::: Records provided
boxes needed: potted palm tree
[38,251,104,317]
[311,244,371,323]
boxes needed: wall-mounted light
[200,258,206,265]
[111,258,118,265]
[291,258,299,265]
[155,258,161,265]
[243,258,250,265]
::::::
> What you need to do:
Return what is listed above, exactly and completely.

> Task solution:
boxes needed: potted palm tree
[38,251,104,317]
[311,244,371,323]
boxes needed: wall-mounted light
[200,258,206,265]
[111,258,118,265]
[291,258,299,265]
[155,258,161,265]
[243,258,250,265]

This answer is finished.